═════ Предоставленный текст
Итак, Пушкин признает, что поведение Дантеса вообще – на людях – «не выходило из границ светских приличий», а значит, не могло служить причиной «всеобщего возмущения» и поводом для дуэли. Следовательно, в первом письме поэт сознательно называет власти ложную причину вызова.
Я хорошо знал, что красивая внешность, несчастная страсть и двухлетнее постоянство всегда в конце концов производят некоторое впечатление на сердце молодой женщины и что тогда муж, если только он не глупец, совершенно естественно делается поверенным своей жены и господином ее поведения. Признаюсь вам, я был не совсем спокоен. Случай, который во всякое другое время был бы мне крайне неприятен, весьма кстати вывел меня из затруднения: я получил анонимные письма[145].
══════════
═════ Исходные данные
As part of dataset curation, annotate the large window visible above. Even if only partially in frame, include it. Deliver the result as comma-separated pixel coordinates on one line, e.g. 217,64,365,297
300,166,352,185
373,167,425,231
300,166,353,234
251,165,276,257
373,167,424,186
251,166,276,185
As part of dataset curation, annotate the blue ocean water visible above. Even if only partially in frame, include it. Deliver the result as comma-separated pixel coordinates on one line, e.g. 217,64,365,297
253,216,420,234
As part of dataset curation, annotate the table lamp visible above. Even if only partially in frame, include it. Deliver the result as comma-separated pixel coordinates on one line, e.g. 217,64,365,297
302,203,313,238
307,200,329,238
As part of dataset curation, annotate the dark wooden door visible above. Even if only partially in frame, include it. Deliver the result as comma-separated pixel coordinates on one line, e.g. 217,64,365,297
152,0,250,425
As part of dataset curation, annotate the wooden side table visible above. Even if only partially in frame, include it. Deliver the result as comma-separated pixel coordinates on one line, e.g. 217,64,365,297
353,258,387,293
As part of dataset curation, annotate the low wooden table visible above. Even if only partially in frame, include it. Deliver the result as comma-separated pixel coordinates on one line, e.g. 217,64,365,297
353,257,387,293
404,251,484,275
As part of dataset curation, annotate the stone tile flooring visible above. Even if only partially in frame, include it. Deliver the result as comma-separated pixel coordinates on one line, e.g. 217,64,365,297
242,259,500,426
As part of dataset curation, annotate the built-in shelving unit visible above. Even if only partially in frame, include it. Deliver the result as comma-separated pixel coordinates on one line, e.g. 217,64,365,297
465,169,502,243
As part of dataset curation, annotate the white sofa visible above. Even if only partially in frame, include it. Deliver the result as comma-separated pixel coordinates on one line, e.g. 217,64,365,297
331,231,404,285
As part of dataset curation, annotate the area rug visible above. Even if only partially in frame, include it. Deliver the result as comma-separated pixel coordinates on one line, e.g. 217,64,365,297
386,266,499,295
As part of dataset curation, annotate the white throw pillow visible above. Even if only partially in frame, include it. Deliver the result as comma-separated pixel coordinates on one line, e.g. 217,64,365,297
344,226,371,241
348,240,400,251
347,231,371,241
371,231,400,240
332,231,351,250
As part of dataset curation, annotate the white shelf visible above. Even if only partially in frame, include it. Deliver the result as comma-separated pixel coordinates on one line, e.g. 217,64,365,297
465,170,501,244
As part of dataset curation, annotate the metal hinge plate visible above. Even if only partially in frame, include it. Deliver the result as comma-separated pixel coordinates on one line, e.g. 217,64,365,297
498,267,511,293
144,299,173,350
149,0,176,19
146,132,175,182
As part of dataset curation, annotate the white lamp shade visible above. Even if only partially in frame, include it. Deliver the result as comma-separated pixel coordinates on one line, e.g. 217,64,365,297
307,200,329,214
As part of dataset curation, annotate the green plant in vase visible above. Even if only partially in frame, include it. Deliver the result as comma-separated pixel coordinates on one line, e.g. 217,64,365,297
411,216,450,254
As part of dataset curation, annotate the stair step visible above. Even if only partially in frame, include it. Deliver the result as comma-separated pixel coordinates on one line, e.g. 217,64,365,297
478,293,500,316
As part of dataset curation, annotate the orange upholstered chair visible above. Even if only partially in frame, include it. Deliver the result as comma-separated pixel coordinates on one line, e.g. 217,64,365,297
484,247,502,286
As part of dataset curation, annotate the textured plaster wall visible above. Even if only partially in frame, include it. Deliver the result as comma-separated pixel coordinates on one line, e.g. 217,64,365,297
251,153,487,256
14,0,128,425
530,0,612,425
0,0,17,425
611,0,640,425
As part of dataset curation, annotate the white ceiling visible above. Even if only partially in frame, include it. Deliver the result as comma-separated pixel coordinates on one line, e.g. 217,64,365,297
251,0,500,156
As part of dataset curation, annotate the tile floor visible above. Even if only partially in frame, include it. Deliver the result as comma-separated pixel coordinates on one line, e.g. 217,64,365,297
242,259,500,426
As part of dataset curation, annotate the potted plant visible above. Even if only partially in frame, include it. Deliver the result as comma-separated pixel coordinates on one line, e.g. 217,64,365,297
══════════
═════ Исходные данные
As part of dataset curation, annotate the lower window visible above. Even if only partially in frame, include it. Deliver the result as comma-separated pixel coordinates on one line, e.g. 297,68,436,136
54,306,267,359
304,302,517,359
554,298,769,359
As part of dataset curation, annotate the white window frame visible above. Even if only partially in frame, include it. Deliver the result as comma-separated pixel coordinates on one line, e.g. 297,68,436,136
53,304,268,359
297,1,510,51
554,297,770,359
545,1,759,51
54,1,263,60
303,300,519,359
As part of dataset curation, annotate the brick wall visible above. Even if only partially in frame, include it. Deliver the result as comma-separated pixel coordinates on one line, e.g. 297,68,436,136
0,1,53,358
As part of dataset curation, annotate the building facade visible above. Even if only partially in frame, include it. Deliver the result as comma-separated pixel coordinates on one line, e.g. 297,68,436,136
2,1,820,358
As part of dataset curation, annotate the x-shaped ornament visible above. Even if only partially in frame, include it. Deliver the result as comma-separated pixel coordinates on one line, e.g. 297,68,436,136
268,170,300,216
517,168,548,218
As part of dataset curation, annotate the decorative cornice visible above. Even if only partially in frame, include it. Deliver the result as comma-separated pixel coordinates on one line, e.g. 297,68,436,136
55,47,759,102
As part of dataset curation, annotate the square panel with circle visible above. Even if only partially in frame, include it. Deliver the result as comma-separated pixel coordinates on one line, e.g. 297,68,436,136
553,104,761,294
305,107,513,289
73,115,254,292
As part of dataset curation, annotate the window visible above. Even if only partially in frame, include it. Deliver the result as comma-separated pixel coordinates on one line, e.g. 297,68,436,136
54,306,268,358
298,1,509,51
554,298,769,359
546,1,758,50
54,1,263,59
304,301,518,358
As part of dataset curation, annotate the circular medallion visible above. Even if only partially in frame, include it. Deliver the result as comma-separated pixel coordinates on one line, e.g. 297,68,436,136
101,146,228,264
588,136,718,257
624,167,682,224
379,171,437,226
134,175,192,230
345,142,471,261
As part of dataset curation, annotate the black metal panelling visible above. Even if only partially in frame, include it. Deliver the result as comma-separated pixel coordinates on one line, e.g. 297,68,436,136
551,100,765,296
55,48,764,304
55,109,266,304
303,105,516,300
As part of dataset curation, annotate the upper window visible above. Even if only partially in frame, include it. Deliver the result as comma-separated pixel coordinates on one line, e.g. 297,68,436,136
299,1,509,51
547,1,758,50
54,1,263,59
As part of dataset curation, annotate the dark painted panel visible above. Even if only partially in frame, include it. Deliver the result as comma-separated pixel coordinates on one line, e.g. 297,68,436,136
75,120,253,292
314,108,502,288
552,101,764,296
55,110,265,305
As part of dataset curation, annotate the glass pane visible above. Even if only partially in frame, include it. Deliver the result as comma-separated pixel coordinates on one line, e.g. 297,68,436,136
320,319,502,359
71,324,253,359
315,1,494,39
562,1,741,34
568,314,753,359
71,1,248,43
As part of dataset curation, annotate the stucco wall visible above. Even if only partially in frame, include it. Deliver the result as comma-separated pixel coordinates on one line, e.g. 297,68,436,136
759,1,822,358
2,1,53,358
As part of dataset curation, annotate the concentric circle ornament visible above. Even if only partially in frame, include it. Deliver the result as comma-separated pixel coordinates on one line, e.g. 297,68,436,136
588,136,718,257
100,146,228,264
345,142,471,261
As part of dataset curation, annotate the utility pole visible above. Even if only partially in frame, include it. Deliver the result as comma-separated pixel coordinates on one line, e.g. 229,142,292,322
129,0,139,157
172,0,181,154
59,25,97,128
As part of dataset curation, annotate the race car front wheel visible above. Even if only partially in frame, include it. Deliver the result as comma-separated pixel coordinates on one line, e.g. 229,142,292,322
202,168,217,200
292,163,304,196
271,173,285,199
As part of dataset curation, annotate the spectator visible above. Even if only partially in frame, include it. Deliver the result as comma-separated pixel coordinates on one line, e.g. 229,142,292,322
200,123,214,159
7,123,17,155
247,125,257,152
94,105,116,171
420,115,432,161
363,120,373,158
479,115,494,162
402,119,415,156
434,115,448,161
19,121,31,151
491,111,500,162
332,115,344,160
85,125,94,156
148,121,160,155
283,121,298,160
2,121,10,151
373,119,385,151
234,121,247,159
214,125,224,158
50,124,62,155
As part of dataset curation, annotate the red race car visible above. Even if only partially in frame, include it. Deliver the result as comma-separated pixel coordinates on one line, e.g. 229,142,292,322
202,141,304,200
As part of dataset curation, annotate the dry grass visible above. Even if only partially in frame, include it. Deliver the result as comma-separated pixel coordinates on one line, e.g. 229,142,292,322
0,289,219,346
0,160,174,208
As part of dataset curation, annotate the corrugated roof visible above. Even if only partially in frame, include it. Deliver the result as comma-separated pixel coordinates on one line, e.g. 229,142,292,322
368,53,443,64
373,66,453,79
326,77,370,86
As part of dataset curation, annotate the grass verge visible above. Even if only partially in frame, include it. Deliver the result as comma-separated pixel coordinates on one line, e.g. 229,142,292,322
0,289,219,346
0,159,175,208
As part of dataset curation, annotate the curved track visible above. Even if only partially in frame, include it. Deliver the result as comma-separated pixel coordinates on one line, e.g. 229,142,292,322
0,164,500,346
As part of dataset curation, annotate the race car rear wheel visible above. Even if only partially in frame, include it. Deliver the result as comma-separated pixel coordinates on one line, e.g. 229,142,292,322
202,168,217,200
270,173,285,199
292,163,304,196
══════════
═════ Исходные данные
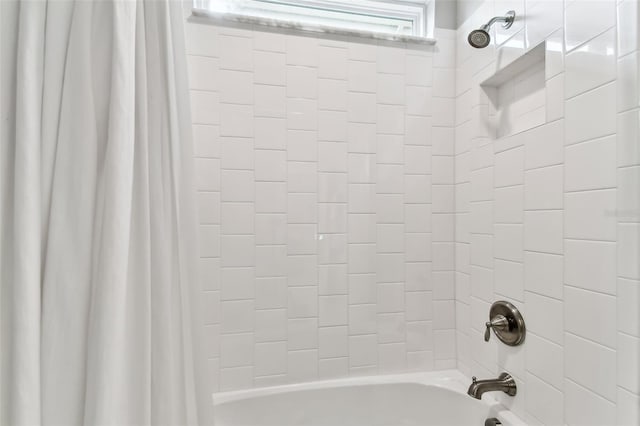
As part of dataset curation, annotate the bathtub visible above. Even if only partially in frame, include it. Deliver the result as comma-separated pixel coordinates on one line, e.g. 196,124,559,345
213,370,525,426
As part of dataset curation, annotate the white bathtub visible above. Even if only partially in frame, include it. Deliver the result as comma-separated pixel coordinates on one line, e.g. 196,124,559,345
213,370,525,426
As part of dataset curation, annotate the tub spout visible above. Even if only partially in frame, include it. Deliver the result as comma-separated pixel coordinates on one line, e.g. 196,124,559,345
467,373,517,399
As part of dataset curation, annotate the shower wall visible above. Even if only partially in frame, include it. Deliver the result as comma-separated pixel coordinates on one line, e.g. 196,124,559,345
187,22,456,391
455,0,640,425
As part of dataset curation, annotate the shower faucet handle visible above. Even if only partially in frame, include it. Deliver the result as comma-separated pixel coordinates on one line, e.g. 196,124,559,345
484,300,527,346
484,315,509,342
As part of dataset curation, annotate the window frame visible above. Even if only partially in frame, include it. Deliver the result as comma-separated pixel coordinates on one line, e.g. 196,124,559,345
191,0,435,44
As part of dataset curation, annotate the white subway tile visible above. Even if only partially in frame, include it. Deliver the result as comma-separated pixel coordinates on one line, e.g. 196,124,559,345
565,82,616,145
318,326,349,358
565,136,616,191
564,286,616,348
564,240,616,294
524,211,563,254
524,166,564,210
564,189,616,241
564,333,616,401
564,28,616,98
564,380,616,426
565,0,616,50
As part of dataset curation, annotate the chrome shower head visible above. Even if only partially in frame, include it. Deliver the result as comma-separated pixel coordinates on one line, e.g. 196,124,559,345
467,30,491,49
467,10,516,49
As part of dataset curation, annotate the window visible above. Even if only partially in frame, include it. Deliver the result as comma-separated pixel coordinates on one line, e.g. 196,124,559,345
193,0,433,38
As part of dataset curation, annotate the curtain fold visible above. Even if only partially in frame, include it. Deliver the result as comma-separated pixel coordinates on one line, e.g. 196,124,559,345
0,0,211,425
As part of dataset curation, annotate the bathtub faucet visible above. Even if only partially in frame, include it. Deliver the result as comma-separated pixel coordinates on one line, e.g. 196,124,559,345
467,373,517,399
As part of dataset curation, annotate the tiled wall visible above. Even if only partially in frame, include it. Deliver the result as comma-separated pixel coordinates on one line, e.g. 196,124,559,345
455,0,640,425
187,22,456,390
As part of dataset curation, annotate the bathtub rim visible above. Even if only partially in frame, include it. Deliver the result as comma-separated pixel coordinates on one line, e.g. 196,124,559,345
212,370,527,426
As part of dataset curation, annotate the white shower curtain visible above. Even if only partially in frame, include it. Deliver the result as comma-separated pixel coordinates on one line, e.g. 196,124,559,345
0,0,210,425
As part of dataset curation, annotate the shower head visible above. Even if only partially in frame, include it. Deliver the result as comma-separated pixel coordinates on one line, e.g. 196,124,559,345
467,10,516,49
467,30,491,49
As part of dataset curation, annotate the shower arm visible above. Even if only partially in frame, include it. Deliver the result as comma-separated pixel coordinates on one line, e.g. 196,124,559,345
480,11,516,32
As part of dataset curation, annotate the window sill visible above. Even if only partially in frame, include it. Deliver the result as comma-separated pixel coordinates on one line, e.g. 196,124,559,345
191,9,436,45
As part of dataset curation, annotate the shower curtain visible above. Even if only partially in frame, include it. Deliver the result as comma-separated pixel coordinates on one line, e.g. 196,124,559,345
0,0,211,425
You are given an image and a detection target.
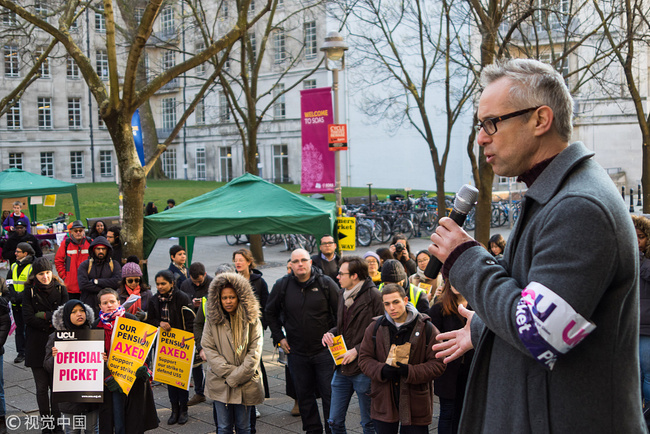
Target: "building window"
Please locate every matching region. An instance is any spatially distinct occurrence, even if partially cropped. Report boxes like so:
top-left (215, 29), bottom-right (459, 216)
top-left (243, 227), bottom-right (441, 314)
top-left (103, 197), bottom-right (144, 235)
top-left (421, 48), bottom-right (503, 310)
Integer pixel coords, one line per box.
══════════
__Цель задания__
Перепечатайте без изменений фрагмент предоставленного текста, начиная со слов «Я хорошо знал, что» и заканчивая словами «получил анонимные письма[145].».

__Правильный ответ__
Я хорошо знал, что красивая внешность, несчастная страсть и двухлетнее постоянство всегда в конце концов производят некоторое впечатление на сердце молодой женщины и что тогда муж, если только он не глупец, совершенно естественно делается поверенным своей жены и господином ее поведения. Признаюсь вам, я был не совсем спокоен. Случай, который во всякое другое время был бы мне крайне неприятен, весьма кстати вывел меня из затруднения: я получил анонимные письма[145].